> **Your assignment**
Scan the material below for every line with the string "column", and copy those lines.

> **Information**
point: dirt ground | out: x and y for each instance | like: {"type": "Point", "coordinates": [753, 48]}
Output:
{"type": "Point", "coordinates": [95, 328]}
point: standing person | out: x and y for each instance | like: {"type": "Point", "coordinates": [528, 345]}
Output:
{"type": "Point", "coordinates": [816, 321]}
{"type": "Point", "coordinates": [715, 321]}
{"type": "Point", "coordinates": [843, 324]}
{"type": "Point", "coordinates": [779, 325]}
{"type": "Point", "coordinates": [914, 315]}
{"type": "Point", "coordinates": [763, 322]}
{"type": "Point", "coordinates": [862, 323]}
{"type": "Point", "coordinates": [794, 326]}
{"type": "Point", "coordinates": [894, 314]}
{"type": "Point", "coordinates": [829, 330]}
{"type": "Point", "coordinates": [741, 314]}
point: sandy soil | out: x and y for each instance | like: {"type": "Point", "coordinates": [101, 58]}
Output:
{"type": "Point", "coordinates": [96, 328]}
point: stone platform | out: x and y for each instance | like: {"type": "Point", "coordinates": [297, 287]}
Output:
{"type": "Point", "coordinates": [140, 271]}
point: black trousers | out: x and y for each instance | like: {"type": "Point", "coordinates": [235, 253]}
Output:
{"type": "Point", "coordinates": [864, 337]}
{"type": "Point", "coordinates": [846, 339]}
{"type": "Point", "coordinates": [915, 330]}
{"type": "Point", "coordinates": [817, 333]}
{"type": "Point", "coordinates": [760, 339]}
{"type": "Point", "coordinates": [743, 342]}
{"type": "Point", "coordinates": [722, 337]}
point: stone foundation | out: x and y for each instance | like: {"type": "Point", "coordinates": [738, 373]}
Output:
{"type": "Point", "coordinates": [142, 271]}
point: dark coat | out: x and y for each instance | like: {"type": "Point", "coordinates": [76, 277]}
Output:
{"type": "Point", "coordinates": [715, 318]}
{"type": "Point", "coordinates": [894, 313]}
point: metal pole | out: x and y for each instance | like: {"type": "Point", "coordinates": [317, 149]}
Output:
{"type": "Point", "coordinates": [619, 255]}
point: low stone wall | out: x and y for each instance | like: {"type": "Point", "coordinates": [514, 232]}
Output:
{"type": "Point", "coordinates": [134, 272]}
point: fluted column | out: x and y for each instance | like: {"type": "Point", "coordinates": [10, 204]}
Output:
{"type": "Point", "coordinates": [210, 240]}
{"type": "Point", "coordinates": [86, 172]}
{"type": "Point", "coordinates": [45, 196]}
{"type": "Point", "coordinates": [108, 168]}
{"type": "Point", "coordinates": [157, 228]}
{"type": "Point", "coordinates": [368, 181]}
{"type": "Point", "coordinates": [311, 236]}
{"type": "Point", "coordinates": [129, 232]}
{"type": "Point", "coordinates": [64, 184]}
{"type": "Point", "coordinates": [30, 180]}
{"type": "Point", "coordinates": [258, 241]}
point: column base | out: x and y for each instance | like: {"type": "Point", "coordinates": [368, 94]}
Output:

> **Exercise answer**
point: fluted column | out: x and y for each instance | like: {"type": "Point", "coordinates": [10, 204]}
point: column base | out: x and y for each instance | like: {"type": "Point", "coordinates": [368, 94]}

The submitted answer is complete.